Completi quanto segue:
**A.** Secondo il testo sulla cassa della batteria, di quale diametro approssimativo è il foro che il batterista contemporaneo pratica sulla pelle risonante?
**B.** Trascriva fedelmente il passo del testo sulla cassa della batteria che comincia con "Nei generi più" e termina con "medio-basse già acusticamente.".
**C.** Prosegua il testo sulla cassa della batteria dal punto in cui si interrompe.

Estratto selezionato:
Per prima cosa c’è da dire che il suono della cassa è molto dipendente dal genere musicale e quindi è difficile dare delle indicazioni che valgano per ogni occasione.
Tuttavia ci sono dei principi di base che, una volta compresi, saranno una guida infallibile.
Step 1 – Analisi dello strumento
Per cominciare analizziamo lo strumento nella sua parte “fisica”.
La cassa della batteria è un tamburo, quindi ha un fusto di varie dimensioni sia per profondità che per diametro. Su questo fusto vengono tese due membrane.
La prima, detta “battente” è quella posizionata verso il batterista e percossa con il pedale. La seconda pelle, la “risonante”, ha la funzione di chiudere il fusto. Entrambe le “pelli” necessitano di una accordatura per ottenere il suono desiderato.
Però negli anni ’70 del secolo scorso, negli studi di registrazione, si cominciò a registrare senza la membrana anteriore, così da avere il microfono più vicino al battente e di conseguenza un suono più asciutto e netto.
Il batterista contemporaneo usa una pelle risonante con un foro di circa 12 centimetri praticato su un lato, così da offrire la possibilità di introdurre all’interno il microfono pur conservando una certa “compressione” dell’aria nel fusto con la conseguente reattività della pelle battente che così restituisce un poco di elasticità migliorando il ritorno del pedale. Questo vale per il Pop, il Rock e il Rhythm and Blues.
Per il Jazz si tende a preferire una pelle non forata poiché la cassa è usata in modo melodico, per sottolineare i fraseggi, e non partecipa al “groove”. Ha quindi un suono lungo e con una nota definita, più simile ad un timpano.
Nei generi più “groovy”, invece, il suono che cerchiamo è un giusto compromesso tra “punch” e basse. Così si tende ad accordare le pelli molto in basso, praticamente al minimo della tensione, utilizzando vari sistemi per attutire la risonanza, come cuscini, gommapiuma o altro.
Poiché la massa del legno di costruzione è parte integrante del sistema sonoro, ho scoperto che introducendo nel fusto un peso variabile tra i 3 e i 5 chili, un sacchetto di sabbia, oppure una “mazzola” senza il manico (la mia preferita) si ottiene un notevole abbassamento della fondamentale e una ripulitura delle armoniche medio-basse già acusticamente.

Righe riportate:
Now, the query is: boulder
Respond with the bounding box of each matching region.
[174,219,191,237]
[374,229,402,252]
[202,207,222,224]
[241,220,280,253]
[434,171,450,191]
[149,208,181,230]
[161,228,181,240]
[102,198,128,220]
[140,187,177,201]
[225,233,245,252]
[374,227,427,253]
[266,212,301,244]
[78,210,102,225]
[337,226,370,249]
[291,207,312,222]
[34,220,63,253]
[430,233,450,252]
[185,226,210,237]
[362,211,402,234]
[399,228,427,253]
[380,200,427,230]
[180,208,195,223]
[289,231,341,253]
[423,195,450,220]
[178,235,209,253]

Le risposte:
**A.** Circa 12 centimetri.

**B.**
Nei generi più “groovy”, invece, il suono che cerchiamo è un giusto compromesso tra “punch” e basse. Così si tende ad accordare le pelli molto in basso, praticamente al minimo della tensione, utilizzando vari sistemi per attutire la risonanza, come cuscini, gommapiuma o altro.
Poiché la massa del legno di costruzione è parte integrante del sistema sonoro, ho scoperto che introducendo nel fusto un peso variabile tra i 3 e i 5 chili, un sacchetto di sabbia, oppure una “mazzola” senza il manico (la mia preferita) si ottiene un notevole abbassamento della fondamentale e una ripulitura delle armoniche medio-basse già acusticamente.

**C.**
Step 2 – La scelta dei microfoni
Veniamo ora ai microfoni consigliati: il mio preferito è l’AKG D12, un vecchio microfono dinamico, il primo cardioide a capsula larga dinamica, con una notevole sospensione che sembra fatta apposta per evitare rumori molesti quando la enorme pressione acustica sollecita il microfono. All’interno del fusto si raggiungono infatti anche 160 dB SPL!
Io lo posiziono appena dentro la cassa (con il foro) puntato verso il timpano per minimizzare il rientro del rullante.
Volendo usare due microfoni ne metterei uno a condensatore, a capsula larga all’esterno, a circa 30 cm, un AKG c414 oppure un Neumann u87 (con il pad inserito, attenzione a non danneggiarlo).
All’interno un dinamico come il Sennheiser md421, come da tradizione “Motown”. Sperimentate, troverete le vostre preferenze. Ho sentito che qualcuno usa un PZM appoggiato sul cuscino all’interno della cassa, ma a me questa soluzione non convince.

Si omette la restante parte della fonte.